* [What you need to do] Exactly the lines from the one containing "beam, that would help a great deal." through the end of the data below are to be reproduced, and nothing besides them.

Region labeling entries:
______
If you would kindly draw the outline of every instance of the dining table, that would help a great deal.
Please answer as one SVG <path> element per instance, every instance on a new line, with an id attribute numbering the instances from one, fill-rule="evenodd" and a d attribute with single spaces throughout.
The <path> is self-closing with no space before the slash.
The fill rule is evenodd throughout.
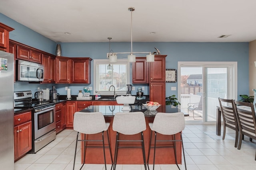
<path id="1" fill-rule="evenodd" d="M 113 156 L 114 153 L 114 149 L 116 143 L 116 132 L 114 131 L 112 129 L 112 125 L 115 113 L 118 112 L 123 112 L 122 109 L 123 106 L 122 105 L 101 105 L 101 106 L 90 106 L 80 111 L 80 112 L 86 113 L 100 112 L 104 115 L 105 120 L 106 122 L 110 123 L 110 125 L 108 129 L 108 133 L 109 135 L 110 141 L 110 147 L 111 153 Z M 177 107 L 172 106 L 170 105 L 161 105 L 160 106 L 155 110 L 149 110 L 147 109 L 143 105 L 130 105 L 130 112 L 141 111 L 144 113 L 146 122 L 146 129 L 143 131 L 143 135 L 144 139 L 144 145 L 146 158 L 148 157 L 148 150 L 150 145 L 150 129 L 148 125 L 150 123 L 153 123 L 155 115 L 159 112 L 168 113 L 171 114 L 173 113 L 181 112 L 180 109 Z M 186 113 L 184 113 L 184 116 L 188 116 L 189 115 Z M 121 135 L 121 134 L 120 134 Z M 172 140 L 173 139 L 175 135 L 176 140 L 180 139 L 180 135 L 176 134 L 174 135 L 162 135 L 161 134 L 158 135 L 158 137 L 161 138 L 162 139 Z M 105 136 L 106 135 L 104 135 Z M 153 135 L 152 140 L 154 140 L 154 135 Z M 90 135 L 86 135 L 86 139 L 95 139 L 99 138 L 100 139 L 102 137 L 100 133 L 100 134 Z M 132 135 L 124 135 L 120 136 L 120 137 L 123 137 L 124 139 L 140 139 L 140 134 Z M 81 139 L 84 137 L 84 134 L 82 134 L 81 135 Z M 107 141 L 107 139 L 105 140 Z M 124 146 L 138 146 L 140 144 L 138 143 L 131 144 L 130 143 L 124 142 L 122 145 Z M 182 162 L 182 145 L 180 142 L 177 142 L 176 144 L 177 148 L 176 154 L 177 157 L 177 162 L 178 164 L 181 164 Z M 160 144 L 161 146 L 164 147 L 167 145 L 171 145 L 173 146 L 173 142 L 163 142 Z M 86 146 L 92 147 L 98 146 L 99 147 L 102 146 L 102 143 L 96 144 L 95 143 L 86 142 Z M 105 145 L 108 145 L 106 142 Z M 81 145 L 81 162 L 83 160 L 83 147 L 84 145 Z M 102 149 L 90 148 L 88 149 L 86 149 L 86 163 L 88 164 L 104 164 L 104 160 L 103 158 Z M 111 163 L 110 156 L 110 153 L 109 152 L 106 151 L 106 161 L 107 164 Z M 175 160 L 174 156 L 174 150 L 173 149 L 166 149 L 163 147 L 156 151 L 156 153 L 155 163 L 158 164 L 175 164 Z M 142 158 L 142 152 L 141 149 L 138 149 L 137 148 L 129 148 L 124 149 L 121 149 L 118 151 L 118 156 L 117 160 L 117 163 L 119 164 L 143 164 L 143 160 Z M 150 156 L 150 164 L 153 164 L 153 154 L 151 154 Z"/>

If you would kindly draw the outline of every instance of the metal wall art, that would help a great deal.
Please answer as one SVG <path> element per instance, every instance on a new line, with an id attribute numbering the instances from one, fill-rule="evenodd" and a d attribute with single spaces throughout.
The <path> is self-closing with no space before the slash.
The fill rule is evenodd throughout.
<path id="1" fill-rule="evenodd" d="M 177 82 L 177 70 L 176 69 L 165 69 L 165 82 L 167 83 Z"/>

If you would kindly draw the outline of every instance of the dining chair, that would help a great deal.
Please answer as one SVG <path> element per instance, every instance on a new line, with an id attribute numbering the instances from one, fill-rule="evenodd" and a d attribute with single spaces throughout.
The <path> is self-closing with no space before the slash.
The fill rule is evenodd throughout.
<path id="1" fill-rule="evenodd" d="M 220 106 L 223 119 L 223 135 L 222 140 L 225 139 L 226 127 L 236 131 L 235 147 L 237 147 L 239 129 L 234 106 L 234 100 L 219 98 Z"/>
<path id="2" fill-rule="evenodd" d="M 145 116 L 143 113 L 141 111 L 117 113 L 114 117 L 112 128 L 113 131 L 116 131 L 114 170 L 115 170 L 116 167 L 118 150 L 119 148 L 141 148 L 142 149 L 144 166 L 145 170 L 146 170 L 145 145 L 143 137 L 143 131 L 145 131 L 146 128 Z M 140 133 L 141 136 L 140 140 L 120 139 L 119 139 L 120 134 L 125 135 L 131 135 Z M 127 143 L 127 142 L 139 142 L 141 143 L 141 147 L 134 145 L 126 145 L 120 147 L 119 143 L 122 142 L 124 142 L 126 143 Z"/>
<path id="3" fill-rule="evenodd" d="M 75 149 L 75 156 L 74 160 L 74 164 L 73 166 L 73 170 L 74 170 L 75 167 L 75 162 L 76 161 L 76 149 L 77 148 L 77 142 L 78 141 L 82 141 L 84 144 L 84 159 L 83 160 L 83 164 L 80 169 L 81 169 L 85 162 L 85 151 L 86 148 L 95 148 L 95 147 L 102 147 L 103 148 L 103 154 L 104 156 L 104 161 L 105 162 L 105 169 L 107 170 L 107 167 L 106 161 L 106 154 L 105 152 L 105 148 L 108 148 L 110 152 L 110 157 L 112 162 L 112 166 L 111 169 L 113 166 L 113 158 L 112 154 L 111 154 L 111 149 L 110 148 L 110 145 L 109 141 L 109 137 L 108 135 L 108 127 L 110 123 L 106 123 L 104 116 L 101 112 L 76 112 L 75 113 L 74 117 L 73 127 L 74 130 L 77 131 L 77 134 L 76 136 L 76 149 Z M 105 146 L 104 142 L 104 132 L 106 131 L 107 136 L 108 137 L 108 145 Z M 84 134 L 83 139 L 79 140 L 78 139 L 78 135 L 79 133 Z M 97 133 L 101 133 L 102 135 L 102 140 L 98 139 L 86 139 L 86 135 L 90 134 L 95 134 Z M 86 141 L 93 141 L 93 142 L 102 142 L 102 147 L 101 146 L 86 146 Z"/>
<path id="4" fill-rule="evenodd" d="M 252 103 L 240 102 L 235 100 L 235 109 L 239 126 L 239 141 L 237 149 L 240 149 L 243 135 L 256 140 L 256 116 Z M 255 107 L 256 107 L 256 105 Z M 256 150 L 255 152 L 256 160 Z"/>
<path id="5" fill-rule="evenodd" d="M 182 140 L 182 131 L 185 128 L 185 119 L 184 118 L 184 113 L 182 112 L 177 112 L 174 113 L 158 113 L 155 117 L 153 123 L 148 123 L 149 127 L 151 129 L 150 137 L 149 143 L 149 149 L 148 151 L 148 167 L 149 169 L 148 166 L 148 162 L 149 161 L 149 156 L 150 155 L 150 149 L 154 148 L 154 158 L 153 161 L 153 170 L 155 168 L 155 158 L 156 156 L 156 148 L 174 148 L 174 156 L 176 165 L 179 170 L 180 167 L 178 165 L 177 161 L 177 155 L 176 151 L 176 142 L 180 142 L 182 146 L 182 149 L 183 152 L 183 157 L 184 158 L 184 163 L 185 164 L 185 168 L 186 170 L 187 167 L 186 164 L 186 160 L 185 159 L 185 152 L 184 152 L 184 147 L 183 147 L 183 142 Z M 152 140 L 152 134 L 153 131 L 154 132 L 155 139 L 154 146 L 151 146 L 151 141 Z M 172 135 L 173 140 L 157 140 L 157 134 L 159 133 L 165 135 Z M 179 134 L 180 137 L 180 139 L 176 139 L 176 136 L 177 134 Z M 159 146 L 156 146 L 156 142 L 173 142 L 173 144 L 170 146 L 162 146 L 160 145 Z"/>

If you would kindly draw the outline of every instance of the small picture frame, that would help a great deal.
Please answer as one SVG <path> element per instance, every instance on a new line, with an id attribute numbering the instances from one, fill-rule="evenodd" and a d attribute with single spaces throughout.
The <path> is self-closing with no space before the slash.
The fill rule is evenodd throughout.
<path id="1" fill-rule="evenodd" d="M 167 83 L 177 82 L 177 70 L 176 69 L 165 69 L 165 82 Z"/>

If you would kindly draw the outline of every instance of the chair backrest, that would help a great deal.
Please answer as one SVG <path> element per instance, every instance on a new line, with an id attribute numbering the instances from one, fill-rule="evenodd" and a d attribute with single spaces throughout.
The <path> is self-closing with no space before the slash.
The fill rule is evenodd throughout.
<path id="1" fill-rule="evenodd" d="M 82 133 L 93 134 L 106 130 L 104 116 L 101 112 L 75 113 L 74 130 Z"/>
<path id="2" fill-rule="evenodd" d="M 242 134 L 256 139 L 256 116 L 253 104 L 236 100 L 234 102 L 239 130 Z"/>
<path id="3" fill-rule="evenodd" d="M 234 106 L 234 100 L 219 98 L 219 102 L 223 121 L 226 124 L 226 125 L 235 130 L 238 130 L 238 125 Z"/>
<path id="4" fill-rule="evenodd" d="M 113 130 L 124 135 L 134 135 L 146 129 L 144 114 L 141 111 L 117 113 L 113 121 Z"/>
<path id="5" fill-rule="evenodd" d="M 165 135 L 175 134 L 184 128 L 185 118 L 182 112 L 158 113 L 152 125 L 152 130 Z"/>

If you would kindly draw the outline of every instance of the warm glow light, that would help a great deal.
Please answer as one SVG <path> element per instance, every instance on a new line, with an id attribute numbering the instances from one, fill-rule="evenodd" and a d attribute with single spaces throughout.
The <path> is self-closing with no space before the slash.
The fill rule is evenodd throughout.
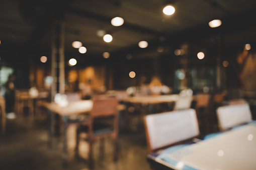
<path id="1" fill-rule="evenodd" d="M 163 47 L 160 46 L 157 48 L 157 52 L 158 53 L 161 53 L 163 51 Z"/>
<path id="2" fill-rule="evenodd" d="M 134 78 L 135 77 L 136 74 L 134 71 L 131 71 L 130 73 L 129 73 L 129 76 L 131 78 Z"/>
<path id="3" fill-rule="evenodd" d="M 115 17 L 111 20 L 111 24 L 113 26 L 121 26 L 124 24 L 124 19 L 121 17 Z"/>
<path id="4" fill-rule="evenodd" d="M 72 46 L 76 49 L 78 49 L 82 46 L 82 43 L 79 41 L 74 41 L 72 43 Z"/>
<path id="5" fill-rule="evenodd" d="M 147 47 L 147 42 L 145 41 L 141 41 L 139 43 L 139 47 L 143 49 Z"/>
<path id="6" fill-rule="evenodd" d="M 69 65 L 71 66 L 74 66 L 77 63 L 76 60 L 75 59 L 71 59 L 68 61 L 68 64 L 69 64 Z"/>
<path id="7" fill-rule="evenodd" d="M 162 12 L 165 15 L 169 16 L 172 14 L 174 14 L 174 13 L 175 12 L 175 9 L 173 6 L 167 6 L 165 7 L 164 7 L 163 10 L 162 10 Z"/>
<path id="8" fill-rule="evenodd" d="M 211 28 L 216 28 L 220 26 L 221 21 L 220 20 L 214 20 L 209 22 L 209 26 Z"/>
<path id="9" fill-rule="evenodd" d="M 81 54 L 84 54 L 87 51 L 87 49 L 84 47 L 81 47 L 79 48 L 79 52 Z"/>
<path id="10" fill-rule="evenodd" d="M 131 54 L 128 54 L 126 55 L 126 59 L 127 59 L 127 60 L 131 60 L 132 58 L 132 55 L 131 55 Z"/>
<path id="11" fill-rule="evenodd" d="M 218 156 L 221 157 L 224 155 L 224 151 L 222 150 L 220 150 L 218 151 Z"/>
<path id="12" fill-rule="evenodd" d="M 199 59 L 202 60 L 204 58 L 204 54 L 203 52 L 199 52 L 197 53 L 197 58 Z"/>
<path id="13" fill-rule="evenodd" d="M 181 54 L 182 54 L 182 52 L 181 52 L 181 50 L 177 49 L 174 51 L 174 54 L 175 54 L 176 56 L 179 56 Z"/>
<path id="14" fill-rule="evenodd" d="M 109 56 L 110 56 L 110 54 L 109 52 L 105 52 L 103 53 L 103 57 L 104 57 L 105 59 L 107 59 L 109 58 Z"/>
<path id="15" fill-rule="evenodd" d="M 105 42 L 109 43 L 112 41 L 113 37 L 110 34 L 106 34 L 103 37 L 103 40 L 104 40 Z"/>
<path id="16" fill-rule="evenodd" d="M 249 44 L 245 44 L 244 46 L 244 50 L 250 50 L 250 45 Z"/>
<path id="17" fill-rule="evenodd" d="M 47 61 L 47 58 L 45 56 L 42 56 L 40 58 L 40 61 L 42 63 L 45 63 Z"/>
<path id="18" fill-rule="evenodd" d="M 96 32 L 96 34 L 100 37 L 103 37 L 106 34 L 106 31 L 103 30 L 99 30 Z"/>
<path id="19" fill-rule="evenodd" d="M 224 67 L 227 67 L 227 66 L 228 66 L 229 63 L 227 61 L 223 61 L 223 64 Z"/>

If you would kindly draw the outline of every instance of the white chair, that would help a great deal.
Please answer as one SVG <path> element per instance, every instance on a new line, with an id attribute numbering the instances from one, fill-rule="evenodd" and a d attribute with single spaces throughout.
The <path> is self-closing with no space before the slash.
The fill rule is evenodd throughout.
<path id="1" fill-rule="evenodd" d="M 193 109 L 148 115 L 144 121 L 149 153 L 199 134 Z"/>
<path id="2" fill-rule="evenodd" d="M 252 121 L 248 103 L 219 107 L 217 109 L 217 115 L 221 130 L 227 130 Z"/>

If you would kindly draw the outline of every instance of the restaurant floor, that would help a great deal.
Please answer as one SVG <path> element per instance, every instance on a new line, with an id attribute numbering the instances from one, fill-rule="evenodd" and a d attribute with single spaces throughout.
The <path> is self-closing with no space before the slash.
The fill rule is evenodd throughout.
<path id="1" fill-rule="evenodd" d="M 5 135 L 0 135 L 1 170 L 63 169 L 62 137 L 55 137 L 53 148 L 47 147 L 46 119 L 29 116 L 7 119 Z M 80 142 L 79 156 L 74 151 L 76 126 L 68 128 L 68 166 L 66 169 L 89 169 L 88 144 Z M 121 131 L 117 161 L 113 160 L 110 139 L 105 140 L 105 154 L 101 157 L 99 143 L 94 145 L 94 169 L 149 169 L 146 160 L 146 142 L 144 130 Z"/>

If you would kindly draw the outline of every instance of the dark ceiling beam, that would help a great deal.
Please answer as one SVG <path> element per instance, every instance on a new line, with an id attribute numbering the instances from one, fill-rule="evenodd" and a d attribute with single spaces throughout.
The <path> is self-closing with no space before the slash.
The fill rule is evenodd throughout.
______
* [Correct answer]
If you would kindly draw the outline of every instance of the dark ceiling beam, that would help a great deal.
Please answer as one SVG <path> element per instance, every instance on a new line, with an id attribute numbering the instances from one, fill-rule="evenodd" and a d attribute with single spaces throughout.
The <path> is self-closing with no space before the slash.
The fill rule is evenodd throughout.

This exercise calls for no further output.